(Stored data)

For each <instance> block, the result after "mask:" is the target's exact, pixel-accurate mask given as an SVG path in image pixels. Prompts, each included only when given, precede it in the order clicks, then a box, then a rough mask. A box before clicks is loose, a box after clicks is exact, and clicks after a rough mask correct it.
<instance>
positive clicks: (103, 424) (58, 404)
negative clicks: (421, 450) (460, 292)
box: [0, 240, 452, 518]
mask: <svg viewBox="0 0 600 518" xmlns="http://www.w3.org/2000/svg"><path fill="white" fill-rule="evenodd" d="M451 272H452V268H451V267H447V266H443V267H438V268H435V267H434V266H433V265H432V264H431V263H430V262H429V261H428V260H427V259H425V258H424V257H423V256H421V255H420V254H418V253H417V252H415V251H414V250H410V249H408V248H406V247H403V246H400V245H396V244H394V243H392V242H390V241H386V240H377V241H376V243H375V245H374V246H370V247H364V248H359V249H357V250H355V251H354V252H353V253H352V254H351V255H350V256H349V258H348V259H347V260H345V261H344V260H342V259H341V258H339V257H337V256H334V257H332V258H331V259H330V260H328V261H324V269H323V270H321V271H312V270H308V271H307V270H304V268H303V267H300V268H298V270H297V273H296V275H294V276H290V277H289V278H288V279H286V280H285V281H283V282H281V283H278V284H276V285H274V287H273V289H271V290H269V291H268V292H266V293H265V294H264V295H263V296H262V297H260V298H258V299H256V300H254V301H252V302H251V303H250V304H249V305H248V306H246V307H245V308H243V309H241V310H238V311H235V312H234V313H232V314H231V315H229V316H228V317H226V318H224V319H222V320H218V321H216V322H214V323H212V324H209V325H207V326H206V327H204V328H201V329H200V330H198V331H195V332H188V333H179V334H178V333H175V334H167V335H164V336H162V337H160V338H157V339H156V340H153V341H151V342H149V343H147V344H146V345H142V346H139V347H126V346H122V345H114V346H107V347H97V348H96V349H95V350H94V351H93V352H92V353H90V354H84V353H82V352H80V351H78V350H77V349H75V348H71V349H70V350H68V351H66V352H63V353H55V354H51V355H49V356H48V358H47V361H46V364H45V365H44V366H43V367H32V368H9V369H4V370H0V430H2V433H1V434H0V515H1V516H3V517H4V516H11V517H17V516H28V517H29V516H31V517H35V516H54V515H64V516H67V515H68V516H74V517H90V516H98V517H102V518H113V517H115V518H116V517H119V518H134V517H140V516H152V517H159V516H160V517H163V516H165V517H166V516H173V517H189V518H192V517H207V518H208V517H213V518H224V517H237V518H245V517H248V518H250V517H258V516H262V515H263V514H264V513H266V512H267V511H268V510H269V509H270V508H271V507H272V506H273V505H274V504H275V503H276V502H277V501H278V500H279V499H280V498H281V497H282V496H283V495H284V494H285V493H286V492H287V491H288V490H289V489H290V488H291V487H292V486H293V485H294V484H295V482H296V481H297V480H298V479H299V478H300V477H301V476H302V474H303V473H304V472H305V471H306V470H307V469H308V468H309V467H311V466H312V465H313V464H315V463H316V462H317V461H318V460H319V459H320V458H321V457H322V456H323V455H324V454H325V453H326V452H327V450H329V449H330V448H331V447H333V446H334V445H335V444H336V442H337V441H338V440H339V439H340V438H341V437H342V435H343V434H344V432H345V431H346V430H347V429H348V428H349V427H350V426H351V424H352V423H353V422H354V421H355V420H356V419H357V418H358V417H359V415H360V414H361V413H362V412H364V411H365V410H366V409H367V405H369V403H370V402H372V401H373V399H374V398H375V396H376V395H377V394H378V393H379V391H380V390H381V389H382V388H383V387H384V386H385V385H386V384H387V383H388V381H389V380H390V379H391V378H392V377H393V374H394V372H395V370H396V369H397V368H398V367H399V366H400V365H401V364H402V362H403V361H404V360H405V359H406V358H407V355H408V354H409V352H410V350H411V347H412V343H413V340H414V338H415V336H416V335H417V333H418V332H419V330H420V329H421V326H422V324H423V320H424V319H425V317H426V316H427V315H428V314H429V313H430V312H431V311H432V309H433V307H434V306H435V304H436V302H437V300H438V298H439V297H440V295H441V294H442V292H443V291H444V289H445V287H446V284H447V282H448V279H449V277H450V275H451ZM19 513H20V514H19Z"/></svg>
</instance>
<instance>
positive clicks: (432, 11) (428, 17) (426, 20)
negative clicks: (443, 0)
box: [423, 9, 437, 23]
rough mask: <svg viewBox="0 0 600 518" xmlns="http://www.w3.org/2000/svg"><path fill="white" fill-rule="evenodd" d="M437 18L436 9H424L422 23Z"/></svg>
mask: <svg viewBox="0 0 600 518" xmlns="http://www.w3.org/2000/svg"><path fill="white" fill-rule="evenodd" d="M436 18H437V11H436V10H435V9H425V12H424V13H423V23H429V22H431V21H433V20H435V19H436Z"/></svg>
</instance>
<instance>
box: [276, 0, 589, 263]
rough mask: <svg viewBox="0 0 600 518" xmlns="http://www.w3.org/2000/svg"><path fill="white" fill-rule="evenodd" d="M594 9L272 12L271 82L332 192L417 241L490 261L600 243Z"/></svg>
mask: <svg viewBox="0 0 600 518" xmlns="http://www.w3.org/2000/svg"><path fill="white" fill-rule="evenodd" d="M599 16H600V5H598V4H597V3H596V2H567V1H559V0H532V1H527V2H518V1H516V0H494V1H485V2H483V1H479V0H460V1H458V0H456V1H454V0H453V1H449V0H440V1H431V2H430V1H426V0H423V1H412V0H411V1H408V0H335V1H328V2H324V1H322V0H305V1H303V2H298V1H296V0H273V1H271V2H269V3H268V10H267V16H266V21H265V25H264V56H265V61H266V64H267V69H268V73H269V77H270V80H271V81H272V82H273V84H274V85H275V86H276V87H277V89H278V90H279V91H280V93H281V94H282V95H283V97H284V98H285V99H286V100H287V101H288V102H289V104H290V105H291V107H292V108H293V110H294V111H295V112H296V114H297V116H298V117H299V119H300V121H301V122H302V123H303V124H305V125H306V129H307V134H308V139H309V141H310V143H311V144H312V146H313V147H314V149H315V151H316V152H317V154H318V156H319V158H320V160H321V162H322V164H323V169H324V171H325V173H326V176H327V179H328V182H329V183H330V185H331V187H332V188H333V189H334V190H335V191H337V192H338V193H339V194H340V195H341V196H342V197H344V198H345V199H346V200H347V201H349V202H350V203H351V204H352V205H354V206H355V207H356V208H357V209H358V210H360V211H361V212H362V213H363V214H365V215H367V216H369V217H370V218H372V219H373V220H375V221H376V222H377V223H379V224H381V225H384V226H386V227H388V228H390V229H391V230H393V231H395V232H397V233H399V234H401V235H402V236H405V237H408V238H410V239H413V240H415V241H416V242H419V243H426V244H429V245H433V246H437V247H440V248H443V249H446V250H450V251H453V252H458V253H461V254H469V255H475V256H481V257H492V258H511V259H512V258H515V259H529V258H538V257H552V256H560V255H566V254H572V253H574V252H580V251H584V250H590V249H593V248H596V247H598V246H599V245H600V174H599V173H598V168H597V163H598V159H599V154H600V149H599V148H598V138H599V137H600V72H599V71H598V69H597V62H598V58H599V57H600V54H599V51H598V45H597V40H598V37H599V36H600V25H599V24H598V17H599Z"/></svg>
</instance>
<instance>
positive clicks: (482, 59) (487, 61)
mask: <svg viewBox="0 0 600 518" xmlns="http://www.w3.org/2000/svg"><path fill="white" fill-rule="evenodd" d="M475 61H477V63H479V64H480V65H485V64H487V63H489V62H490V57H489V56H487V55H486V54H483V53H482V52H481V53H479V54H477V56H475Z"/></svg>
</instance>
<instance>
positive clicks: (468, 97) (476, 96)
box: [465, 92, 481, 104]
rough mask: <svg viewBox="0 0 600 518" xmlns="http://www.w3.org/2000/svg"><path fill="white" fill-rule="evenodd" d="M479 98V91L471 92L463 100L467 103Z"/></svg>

→ **Your task**: Return all lines from the entries that contain the string "negative".

→ **Result**:
negative clicks: (421, 450) (460, 292)
negative clicks: (443, 0)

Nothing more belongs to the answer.